▶ **WHAT IS ASKED**: Reproduce the whole listing below, line for line, without changing a character.

▶ **INPUT RECORDS**:
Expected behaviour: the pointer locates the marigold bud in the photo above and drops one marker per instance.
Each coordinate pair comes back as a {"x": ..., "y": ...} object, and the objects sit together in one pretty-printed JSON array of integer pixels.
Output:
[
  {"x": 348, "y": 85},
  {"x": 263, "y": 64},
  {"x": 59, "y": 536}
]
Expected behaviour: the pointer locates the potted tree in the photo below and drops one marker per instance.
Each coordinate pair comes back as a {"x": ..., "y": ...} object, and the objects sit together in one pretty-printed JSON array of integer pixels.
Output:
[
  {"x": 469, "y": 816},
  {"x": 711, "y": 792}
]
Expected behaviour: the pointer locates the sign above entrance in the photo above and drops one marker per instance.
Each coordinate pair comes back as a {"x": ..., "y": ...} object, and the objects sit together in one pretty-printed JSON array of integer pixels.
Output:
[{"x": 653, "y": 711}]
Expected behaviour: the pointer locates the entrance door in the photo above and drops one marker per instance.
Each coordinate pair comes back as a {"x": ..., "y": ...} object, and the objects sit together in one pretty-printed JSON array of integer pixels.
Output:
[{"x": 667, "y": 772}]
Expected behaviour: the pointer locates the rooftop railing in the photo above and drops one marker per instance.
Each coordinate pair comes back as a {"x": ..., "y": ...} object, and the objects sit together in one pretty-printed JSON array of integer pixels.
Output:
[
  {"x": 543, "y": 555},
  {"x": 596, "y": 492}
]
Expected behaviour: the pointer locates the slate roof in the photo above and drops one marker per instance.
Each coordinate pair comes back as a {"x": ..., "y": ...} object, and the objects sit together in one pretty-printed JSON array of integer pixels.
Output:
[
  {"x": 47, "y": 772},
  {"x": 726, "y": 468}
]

▶ **RESPONSE TO THIS TASK**:
Expected behaviour: the pointer locates the marigold bud in the photo above and drops one marker per instance.
Each coordinate pair comes back as a {"x": ..., "y": ...} object, and the objects sit together in one pretty-printed JSON array of integer pixels.
Output:
[
  {"x": 348, "y": 85},
  {"x": 263, "y": 64},
  {"x": 59, "y": 536}
]
Expected behaviour: the pointer locates the potted tree in the photo below and drops one marker per instance.
Each coordinate pair comes back as a {"x": ..., "y": ...} object, and the objects sit together in one pretty-printed JSON array of integer pixels.
Output:
[
  {"x": 469, "y": 816},
  {"x": 711, "y": 792}
]
Expected behaviour: the pointer locates the sign above entrance in the photo above and drops one marker per instance.
Each coordinate pair comes back as a {"x": ..., "y": ...} object, and the objects sit together in one pretty-printed JSON array of integer pixels.
Output:
[{"x": 653, "y": 711}]
Expected behaviour: the pointer locates the entrance door in the photo above and drops one marker per instance.
Each coordinate pair comes back as a {"x": ..., "y": ...} object, and the objects sit together in one pretty-printed JSON array of integer pixels.
Output:
[{"x": 667, "y": 772}]
Expected behaviour: the pointer locates the rooftop railing in the photo above and drops one marker per instance.
Each coordinate pair comes back as a {"x": ..., "y": ...} object, and the objects sit together in one pretty-printed JSON array of integer pixels.
Output:
[
  {"x": 543, "y": 555},
  {"x": 596, "y": 492}
]
Expected behaviour: the pointer locates the slate roof in the photo above and drops one marker per instance.
Each coordinate pair comes back as a {"x": ..., "y": ...} object, and the objects sit together in one pretty-printed JSON array of integer pixels.
Output:
[
  {"x": 47, "y": 772},
  {"x": 726, "y": 468}
]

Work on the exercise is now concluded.